→ **Travail à faire**
A. Condensez en quelques lignes le paragraphe de l'échange sur l'islam et la paix qui commence par « Selon l’étymologie du mot », sans perdre ses faits principaux.
B. Rédigez la suite de l'échange sur l'islam et la paix, à partir de sa dernière phrase.

━━━ Extrait à lire ━━━

Question d'origine :
Bonjour,
pensez-vous qu'il est juste, de la part de certains musulmans, de dire que l'Islam est une religion de paix?Il semble que les plus tolérants des mahométans d'ici tirent leurs arguments dans le même livre que ces extremistes de là-bas...Comment expliquer ce terrible paradoxe?
J'ai conscience de la difficulté de répondre à ceci. Mais je crois que vous êtes la source la plus objective sur laquelle je puis m'appuyer.Merci, et bon travail....
Réponse du Guichet

« Selon l’étymologie du mot en langue arabe, le Coran exprime une communication orale. Elle se présente elle-même comme la parole de Dieu, révélée au prophète Muhammad et qui fut transmise par parties pendant une durée supérieure à vingt ans. Après des transcriptions fragmentaires du vivant du Prophète, l’ensemble de ces communications fut fixé par écrit en un livre, sous le califat de Uthman (644-655). »

━━━ Lignes de données ━━━

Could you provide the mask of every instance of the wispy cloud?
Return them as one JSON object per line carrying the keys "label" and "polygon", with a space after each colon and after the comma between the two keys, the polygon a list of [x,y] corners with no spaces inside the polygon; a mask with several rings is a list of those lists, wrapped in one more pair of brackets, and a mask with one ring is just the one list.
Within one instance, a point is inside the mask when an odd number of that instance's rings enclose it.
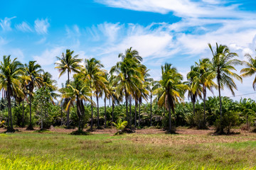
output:
{"label": "wispy cloud", "polygon": [[11,30],[11,20],[14,19],[16,18],[16,16],[11,17],[11,18],[4,18],[4,19],[0,19],[0,26],[1,27],[1,28],[3,29],[3,30]]}
{"label": "wispy cloud", "polygon": [[[213,0],[95,0],[108,6],[166,14],[173,12],[179,17],[221,18],[244,17],[238,4],[226,5],[225,1]],[[237,17],[238,17],[237,16]]]}
{"label": "wispy cloud", "polygon": [[25,21],[23,21],[20,24],[16,24],[15,26],[15,28],[17,30],[21,30],[22,32],[32,32],[33,31],[31,26]]}
{"label": "wispy cloud", "polygon": [[41,55],[33,56],[33,59],[42,66],[50,65],[55,61],[56,56],[60,56],[64,49],[64,47],[57,47],[50,50],[47,49]]}
{"label": "wispy cloud", "polygon": [[35,21],[34,27],[36,33],[38,34],[47,34],[50,23],[48,18],[37,19]]}

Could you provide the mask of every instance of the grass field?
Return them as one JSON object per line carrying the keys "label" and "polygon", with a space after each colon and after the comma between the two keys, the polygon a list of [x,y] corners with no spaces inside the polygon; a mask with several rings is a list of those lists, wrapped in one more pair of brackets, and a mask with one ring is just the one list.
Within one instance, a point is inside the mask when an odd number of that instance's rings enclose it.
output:
{"label": "grass field", "polygon": [[0,169],[256,169],[256,135],[0,134]]}

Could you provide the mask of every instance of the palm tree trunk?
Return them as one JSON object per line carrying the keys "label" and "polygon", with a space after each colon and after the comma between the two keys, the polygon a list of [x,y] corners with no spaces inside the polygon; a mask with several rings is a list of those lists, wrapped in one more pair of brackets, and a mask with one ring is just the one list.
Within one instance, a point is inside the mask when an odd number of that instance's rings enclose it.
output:
{"label": "palm tree trunk", "polygon": [[112,122],[114,122],[114,106],[113,98],[112,101]]}
{"label": "palm tree trunk", "polygon": [[90,98],[91,98],[91,128],[90,128],[90,130],[92,130],[92,125],[93,125],[92,96],[91,96]]}
{"label": "palm tree trunk", "polygon": [[105,97],[104,98],[104,109],[105,109],[105,113],[104,113],[104,128],[107,128],[107,115],[106,115],[106,95]]}
{"label": "palm tree trunk", "polygon": [[32,109],[31,109],[31,98],[32,98],[32,89],[30,86],[29,87],[29,125],[28,127],[28,130],[33,130],[33,125],[32,125]]}
{"label": "palm tree trunk", "polygon": [[80,103],[79,103],[80,101],[78,99],[78,97],[77,96],[77,114],[78,116],[78,131],[81,130],[81,115],[79,110],[79,107],[80,107]]}
{"label": "palm tree trunk", "polygon": [[24,127],[25,122],[24,122],[24,100],[22,101],[22,127]]}
{"label": "palm tree trunk", "polygon": [[14,127],[13,127],[13,124],[12,124],[12,118],[11,118],[11,94],[10,94],[10,87],[8,86],[8,91],[7,91],[7,95],[8,95],[8,108],[9,108],[9,127],[7,130],[9,131],[14,131]]}
{"label": "palm tree trunk", "polygon": [[63,103],[60,103],[60,125],[63,125]]}
{"label": "palm tree trunk", "polygon": [[169,106],[169,132],[171,132],[171,106]]}
{"label": "palm tree trunk", "polygon": [[193,115],[195,117],[195,115],[196,115],[196,111],[195,111],[195,101],[192,101],[192,103],[193,103]]}
{"label": "palm tree trunk", "polygon": [[203,86],[203,125],[204,128],[206,127],[206,88],[205,86]]}
{"label": "palm tree trunk", "polygon": [[[68,70],[68,85],[69,84],[69,72]],[[67,112],[67,128],[69,129],[70,128],[70,120],[69,120],[69,113],[70,113],[70,108],[68,106],[68,112]]]}
{"label": "palm tree trunk", "polygon": [[222,115],[222,103],[221,103],[221,96],[220,96],[220,79],[218,79],[218,89],[219,92],[219,99],[220,99],[220,127],[219,129],[219,132],[220,134],[223,133],[223,115]]}
{"label": "palm tree trunk", "polygon": [[132,123],[132,96],[129,95],[129,125],[131,125]]}
{"label": "palm tree trunk", "polygon": [[152,92],[150,91],[150,126],[152,126]]}
{"label": "palm tree trunk", "polygon": [[97,128],[100,128],[100,113],[99,113],[99,98],[97,91],[96,91],[96,100],[97,100]]}
{"label": "palm tree trunk", "polygon": [[219,99],[220,99],[220,121],[222,120],[222,103],[221,103],[221,96],[220,96],[220,80],[218,79],[218,89],[219,92]]}
{"label": "palm tree trunk", "polygon": [[43,130],[43,107],[41,108],[41,129]]}
{"label": "palm tree trunk", "polygon": [[126,109],[127,109],[127,121],[129,123],[128,120],[128,99],[127,99],[127,92],[126,89],[124,89],[124,94],[125,94],[125,105],[126,105]]}
{"label": "palm tree trunk", "polygon": [[134,115],[134,127],[136,128],[136,124],[137,124],[137,101],[135,101],[135,115]]}

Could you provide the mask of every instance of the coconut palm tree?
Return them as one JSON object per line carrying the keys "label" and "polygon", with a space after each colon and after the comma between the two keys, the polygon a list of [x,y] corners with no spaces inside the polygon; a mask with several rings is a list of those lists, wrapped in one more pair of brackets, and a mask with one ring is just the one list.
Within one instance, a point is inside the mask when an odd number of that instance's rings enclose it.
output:
{"label": "coconut palm tree", "polygon": [[28,64],[25,64],[25,74],[29,77],[27,87],[29,94],[29,125],[27,130],[33,130],[32,125],[32,97],[33,91],[35,87],[40,88],[42,86],[43,79],[41,73],[43,72],[41,65],[36,64],[36,61],[30,61]]}
{"label": "coconut palm tree", "polygon": [[23,65],[16,60],[11,60],[11,56],[3,57],[0,64],[0,89],[8,101],[8,132],[14,132],[12,123],[11,98],[16,94],[22,94],[21,76],[24,72]]}
{"label": "coconut palm tree", "polygon": [[[223,89],[225,86],[231,91],[233,95],[235,95],[233,89],[238,89],[237,86],[232,79],[235,79],[242,82],[242,78],[235,72],[232,71],[236,71],[234,67],[235,65],[241,64],[242,62],[233,59],[238,57],[238,54],[235,52],[231,52],[229,48],[225,45],[220,45],[216,43],[216,50],[213,51],[212,46],[208,43],[208,46],[213,55],[212,59],[212,69],[215,73],[215,76],[217,79],[218,89],[219,93],[220,100],[220,121],[222,120],[222,103],[220,96],[220,89]],[[220,129],[220,132],[223,132],[223,128]]]}
{"label": "coconut palm tree", "polygon": [[[71,51],[69,49],[66,50],[65,54],[62,53],[61,57],[56,57],[58,62],[55,64],[56,64],[55,69],[58,69],[60,72],[59,77],[63,75],[65,72],[68,73],[68,84],[70,81],[70,74],[71,72],[78,73],[80,72],[80,62],[82,61],[81,59],[78,59],[78,55],[73,56],[74,51]],[[70,128],[70,120],[69,120],[69,108],[67,111],[67,128]]]}
{"label": "coconut palm tree", "polygon": [[117,81],[115,81],[116,76],[111,74],[109,79],[108,91],[109,98],[112,101],[112,122],[114,122],[114,108],[115,105],[118,105],[123,101],[123,94],[117,92]]}
{"label": "coconut palm tree", "polygon": [[89,60],[85,59],[85,67],[81,73],[83,74],[85,79],[88,79],[90,82],[90,87],[91,89],[91,130],[93,125],[93,101],[92,101],[92,91],[94,91],[96,96],[97,100],[97,128],[100,127],[100,117],[99,117],[99,94],[102,89],[105,89],[105,82],[107,82],[105,78],[106,71],[102,69],[103,64],[100,63],[100,60],[95,58],[90,58]]}
{"label": "coconut palm tree", "polygon": [[201,88],[201,91],[203,96],[203,128],[206,128],[206,89],[209,89],[212,93],[213,88],[217,89],[217,84],[214,83],[213,79],[215,76],[215,73],[212,69],[212,64],[210,60],[208,58],[199,60],[198,62],[196,62],[196,66],[191,72],[193,77],[192,91],[196,93],[198,88]]}
{"label": "coconut palm tree", "polygon": [[[256,57],[252,58],[250,54],[246,54],[245,57],[247,57],[248,62],[243,62],[245,64],[245,68],[241,69],[240,75],[242,77],[251,76],[256,73]],[[253,89],[255,90],[256,87],[256,75],[252,81]]]}
{"label": "coconut palm tree", "polygon": [[198,72],[197,72],[198,67],[195,66],[191,67],[191,71],[187,74],[188,81],[184,82],[186,84],[188,88],[188,97],[191,98],[193,103],[193,114],[195,115],[195,103],[196,102],[198,96],[199,98],[202,97],[202,86],[201,84],[196,81],[198,80],[198,76],[199,76]]}
{"label": "coconut palm tree", "polygon": [[174,132],[171,125],[171,110],[174,115],[175,103],[182,101],[184,91],[188,89],[186,84],[182,84],[183,76],[178,73],[177,69],[171,64],[166,63],[161,66],[161,79],[158,81],[160,87],[154,91],[154,94],[159,94],[159,106],[164,106],[169,110],[169,129],[168,132]]}
{"label": "coconut palm tree", "polygon": [[59,95],[56,93],[58,90],[57,81],[53,79],[53,76],[48,72],[44,72],[42,75],[43,86],[45,89],[48,88],[50,92],[50,101],[55,104],[54,100],[57,100]]}
{"label": "coconut palm tree", "polygon": [[[110,74],[117,74],[114,80],[118,84],[117,91],[118,94],[124,93],[126,103],[127,120],[129,125],[131,123],[131,103],[132,94],[139,94],[142,82],[144,81],[143,75],[139,69],[142,57],[139,52],[132,47],[125,51],[125,54],[120,53],[118,57],[122,59],[110,69]],[[128,100],[129,101],[129,118],[128,118]]]}
{"label": "coconut palm tree", "polygon": [[85,81],[81,78],[82,75],[80,74],[74,75],[74,81],[68,84],[65,88],[60,89],[62,94],[63,98],[70,98],[66,110],[70,108],[70,106],[73,106],[75,102],[77,107],[77,115],[78,117],[78,131],[82,131],[84,128],[84,118],[85,115],[85,106],[83,101],[90,101],[90,96],[91,96],[91,89],[90,88],[89,81]]}

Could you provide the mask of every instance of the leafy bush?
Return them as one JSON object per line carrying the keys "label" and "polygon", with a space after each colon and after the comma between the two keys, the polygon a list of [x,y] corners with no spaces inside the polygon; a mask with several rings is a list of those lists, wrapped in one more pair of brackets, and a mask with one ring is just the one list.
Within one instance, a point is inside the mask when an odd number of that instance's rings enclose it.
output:
{"label": "leafy bush", "polygon": [[122,130],[128,125],[127,121],[126,120],[122,121],[121,118],[117,119],[117,123],[112,123],[117,130],[117,134],[121,134],[122,132]]}
{"label": "leafy bush", "polygon": [[219,118],[216,120],[216,133],[230,134],[231,128],[239,124],[239,115],[238,112],[229,110],[223,113],[222,120],[220,120]]}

━━━

→ **Réponses à l'exercice**
A. D'après l'étymologie arabe, le Coran désigne une communication orale, présentée comme la parole de Dieu révélée au prophète Muhammad par parties sur plus de vingt ans. Transcrit de façon fragmentaire du vivant du Prophète, il fut fixé par écrit en un livre sous le califat de Uthman (644-655).

B.
« Mais quelle est la nature de ce texte ?... Le Coran est-il Parole humaine ou divine ? Parole divine, le Coran est-il non créé et consubstantiel à Dieu, ou créé et différent de Dieu par la substance ? Parole humaine, qui en est l’auteur, et quelle en est l’histoire ?
A ces questions, il n’a y pas de réponse unanimement acceptée comme objective, qui puisse s’imposer à tous avec une égale certitude, une même conviction et une parfaite évidence… »
Cf Réflexions sur le Coran par Mohammed Talbi et Maurice Bucaille
Pour répondre, malgré tout, à votre question, voyez l’article d’Antoine Sfeir intitulé « Treize siècles d’interprétation », que vous trouverez dans le n°1 du Monde des religions. En voici un extrait :
« Dans l’islam, qui a le droit de tirer du Coran des règles pratiques de comportement, et selon quels critères ? Quelles sont les écoles d’interprétation ? Qu’est-ce qui explique le succès de la lecture fondamentaliste, et gagne-t-elle du terrain aujourd’hui ? »
« Les interprètes
Le Prophète a dit dans un hadith célèbre : « Seuls ceux qui possèdent le savoir peuvent interpréter. » L’ijtihad, l’effort d’interprétation, a pris son essor après la mise par écrit du Coran en 652 de l’ère courante. Il consiste à formuler de nouvelles règles en fonction de l’évolution des sociétés. Cela en s’inspirant des ouçoul, des principes généraux de la religion et du droit.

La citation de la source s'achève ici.